→ EXERCISE DIRECTIONS:
Your task is to find every line of the data that holds the string "black" and copy it.

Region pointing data
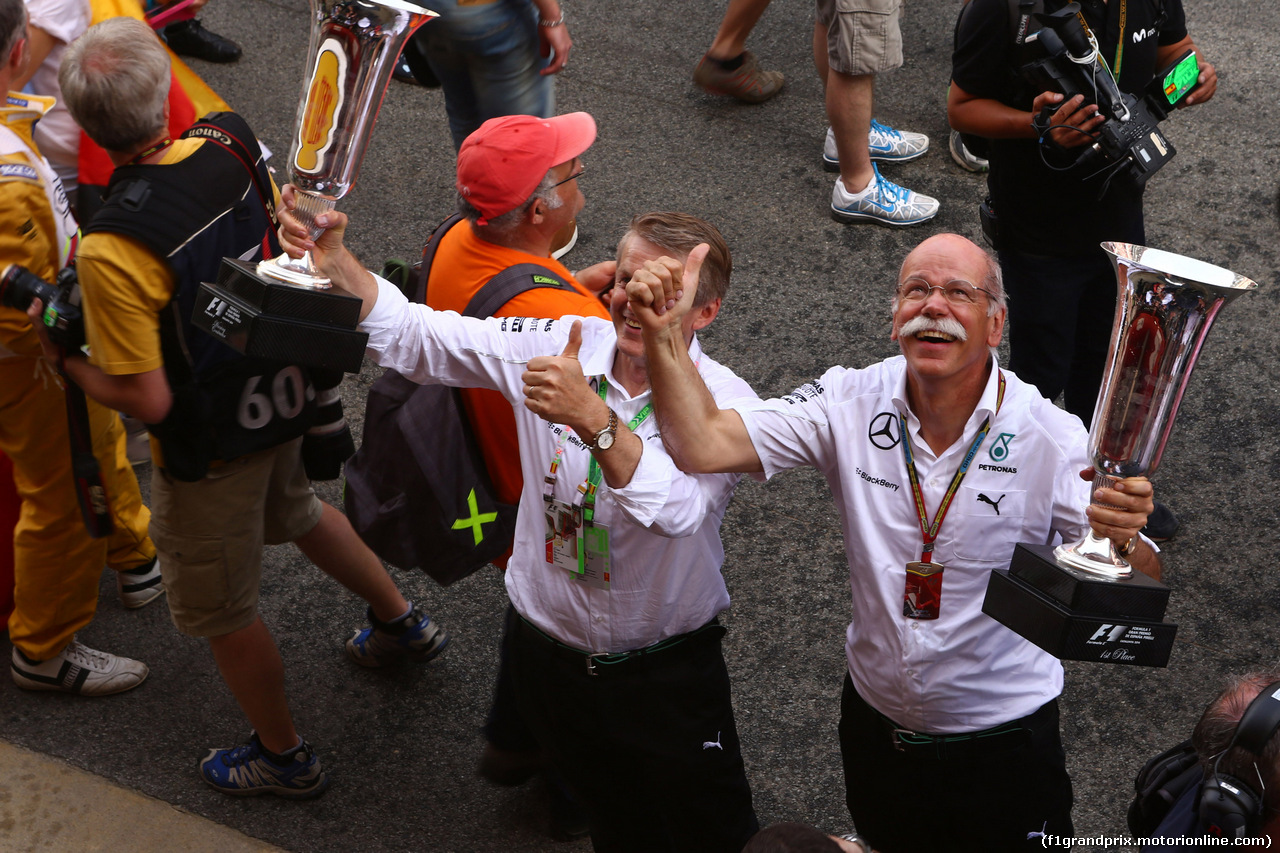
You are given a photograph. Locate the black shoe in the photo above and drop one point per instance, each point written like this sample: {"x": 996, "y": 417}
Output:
{"x": 568, "y": 819}
{"x": 191, "y": 39}
{"x": 1161, "y": 524}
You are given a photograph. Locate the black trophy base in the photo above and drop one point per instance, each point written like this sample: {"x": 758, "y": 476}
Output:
{"x": 269, "y": 319}
{"x": 1080, "y": 592}
{"x": 1079, "y": 617}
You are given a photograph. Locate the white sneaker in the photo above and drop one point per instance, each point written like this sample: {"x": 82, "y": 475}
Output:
{"x": 78, "y": 669}
{"x": 883, "y": 203}
{"x": 885, "y": 144}
{"x": 140, "y": 588}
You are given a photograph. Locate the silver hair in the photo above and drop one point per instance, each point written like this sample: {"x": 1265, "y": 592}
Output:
{"x": 115, "y": 82}
{"x": 510, "y": 220}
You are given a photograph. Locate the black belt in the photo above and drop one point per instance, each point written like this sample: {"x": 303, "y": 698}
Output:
{"x": 1001, "y": 738}
{"x": 622, "y": 662}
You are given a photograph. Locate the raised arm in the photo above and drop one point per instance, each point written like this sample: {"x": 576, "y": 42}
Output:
{"x": 700, "y": 436}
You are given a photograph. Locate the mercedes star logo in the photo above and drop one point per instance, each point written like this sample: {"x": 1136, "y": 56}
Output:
{"x": 883, "y": 430}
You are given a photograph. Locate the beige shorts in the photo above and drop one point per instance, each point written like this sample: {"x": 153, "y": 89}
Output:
{"x": 863, "y": 36}
{"x": 210, "y": 534}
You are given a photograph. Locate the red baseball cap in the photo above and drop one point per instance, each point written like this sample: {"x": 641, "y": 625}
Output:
{"x": 503, "y": 162}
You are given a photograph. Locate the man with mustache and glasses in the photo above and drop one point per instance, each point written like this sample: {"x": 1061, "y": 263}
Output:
{"x": 940, "y": 461}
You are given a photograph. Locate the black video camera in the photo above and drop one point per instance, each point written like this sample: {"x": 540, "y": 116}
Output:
{"x": 1073, "y": 65}
{"x": 62, "y": 314}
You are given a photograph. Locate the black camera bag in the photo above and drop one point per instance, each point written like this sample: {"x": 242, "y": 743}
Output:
{"x": 419, "y": 469}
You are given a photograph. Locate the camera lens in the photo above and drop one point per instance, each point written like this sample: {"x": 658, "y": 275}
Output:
{"x": 19, "y": 286}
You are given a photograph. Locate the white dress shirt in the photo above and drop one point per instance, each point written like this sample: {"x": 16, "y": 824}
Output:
{"x": 963, "y": 671}
{"x": 663, "y": 525}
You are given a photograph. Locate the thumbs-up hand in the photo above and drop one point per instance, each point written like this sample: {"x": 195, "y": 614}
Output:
{"x": 557, "y": 391}
{"x": 662, "y": 291}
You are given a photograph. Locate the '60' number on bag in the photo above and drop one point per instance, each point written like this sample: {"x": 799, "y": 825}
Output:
{"x": 289, "y": 392}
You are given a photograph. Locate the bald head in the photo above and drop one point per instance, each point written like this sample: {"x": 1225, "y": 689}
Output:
{"x": 955, "y": 252}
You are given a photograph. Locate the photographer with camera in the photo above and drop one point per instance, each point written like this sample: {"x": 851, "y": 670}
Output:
{"x": 1221, "y": 785}
{"x": 227, "y": 429}
{"x": 1054, "y": 199}
{"x": 58, "y": 560}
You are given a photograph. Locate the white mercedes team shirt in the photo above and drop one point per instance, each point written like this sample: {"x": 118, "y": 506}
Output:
{"x": 663, "y": 525}
{"x": 963, "y": 671}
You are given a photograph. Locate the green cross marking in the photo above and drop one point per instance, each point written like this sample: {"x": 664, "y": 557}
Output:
{"x": 476, "y": 519}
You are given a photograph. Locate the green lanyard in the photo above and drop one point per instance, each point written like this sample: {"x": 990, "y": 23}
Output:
{"x": 593, "y": 471}
{"x": 1124, "y": 17}
{"x": 929, "y": 532}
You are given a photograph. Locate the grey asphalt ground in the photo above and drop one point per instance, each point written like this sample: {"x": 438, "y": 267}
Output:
{"x": 808, "y": 292}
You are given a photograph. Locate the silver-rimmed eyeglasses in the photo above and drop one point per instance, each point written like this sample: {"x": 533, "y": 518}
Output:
{"x": 956, "y": 291}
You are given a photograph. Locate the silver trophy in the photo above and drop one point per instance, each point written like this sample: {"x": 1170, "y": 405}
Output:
{"x": 1165, "y": 309}
{"x": 283, "y": 309}
{"x": 355, "y": 45}
{"x": 1083, "y": 601}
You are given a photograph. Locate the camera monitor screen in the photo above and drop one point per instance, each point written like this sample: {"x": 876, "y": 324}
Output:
{"x": 1180, "y": 77}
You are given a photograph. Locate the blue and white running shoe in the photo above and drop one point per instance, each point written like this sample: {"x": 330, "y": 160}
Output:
{"x": 248, "y": 771}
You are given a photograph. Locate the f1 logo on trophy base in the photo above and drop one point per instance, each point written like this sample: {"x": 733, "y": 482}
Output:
{"x": 284, "y": 309}
{"x": 1083, "y": 602}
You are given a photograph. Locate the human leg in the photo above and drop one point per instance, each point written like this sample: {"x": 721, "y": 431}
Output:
{"x": 849, "y": 110}
{"x": 210, "y": 537}
{"x": 1092, "y": 338}
{"x": 293, "y": 514}
{"x": 129, "y": 551}
{"x": 1043, "y": 310}
{"x": 56, "y": 564}
{"x": 737, "y": 23}
{"x": 650, "y": 748}
{"x": 984, "y": 798}
{"x": 252, "y": 669}
{"x": 487, "y": 59}
{"x": 728, "y": 68}
{"x": 850, "y": 48}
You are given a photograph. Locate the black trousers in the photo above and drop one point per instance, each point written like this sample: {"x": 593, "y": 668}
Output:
{"x": 1060, "y": 315}
{"x": 648, "y": 747}
{"x": 988, "y": 796}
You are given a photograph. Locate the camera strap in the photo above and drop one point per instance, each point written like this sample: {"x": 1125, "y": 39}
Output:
{"x": 90, "y": 491}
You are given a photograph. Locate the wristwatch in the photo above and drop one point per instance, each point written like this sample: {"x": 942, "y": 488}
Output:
{"x": 604, "y": 438}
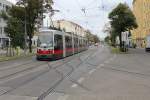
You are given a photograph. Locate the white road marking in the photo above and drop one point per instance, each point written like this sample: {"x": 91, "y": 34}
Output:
{"x": 63, "y": 97}
{"x": 101, "y": 65}
{"x": 74, "y": 85}
{"x": 92, "y": 71}
{"x": 81, "y": 80}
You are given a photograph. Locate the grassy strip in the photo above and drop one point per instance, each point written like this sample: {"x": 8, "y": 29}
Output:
{"x": 4, "y": 58}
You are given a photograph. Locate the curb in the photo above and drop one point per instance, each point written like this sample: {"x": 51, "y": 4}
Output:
{"x": 15, "y": 57}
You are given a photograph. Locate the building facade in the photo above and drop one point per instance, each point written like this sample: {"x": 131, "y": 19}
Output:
{"x": 141, "y": 10}
{"x": 4, "y": 6}
{"x": 69, "y": 26}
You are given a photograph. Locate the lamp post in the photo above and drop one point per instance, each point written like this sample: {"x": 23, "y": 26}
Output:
{"x": 25, "y": 29}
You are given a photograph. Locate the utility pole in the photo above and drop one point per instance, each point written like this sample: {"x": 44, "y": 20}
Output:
{"x": 25, "y": 33}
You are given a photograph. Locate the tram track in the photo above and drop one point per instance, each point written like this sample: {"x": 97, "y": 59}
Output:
{"x": 52, "y": 89}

→ ANSWER TO THE EXERCISE:
You are given a photograph. Locate the black shoe in the photo above and drop one point per instance, each point written like this sample: {"x": 996, "y": 417}
You are given a photograph. Locate the black trophy base in the photo above and drop one point per instance, each point written like this sample: {"x": 758, "y": 476}
You are given a photograph. Locate the black belt in the photo above and drop one point per instance, each point written like this sample: {"x": 303, "y": 698}
You are given a photograph. Locate the black video camera in the photo above and drop one point per instance, each point written like this sample: {"x": 540, "y": 116}
You are given a photograph. Locate the black camera bag in the photo above and drop one point per instance, each point written like this sample: {"x": 242, "y": 743}
You are given a photograph. Locate the black trousers in the photo above and drop one point per instance, each point written like this sample: {"x": 593, "y": 668}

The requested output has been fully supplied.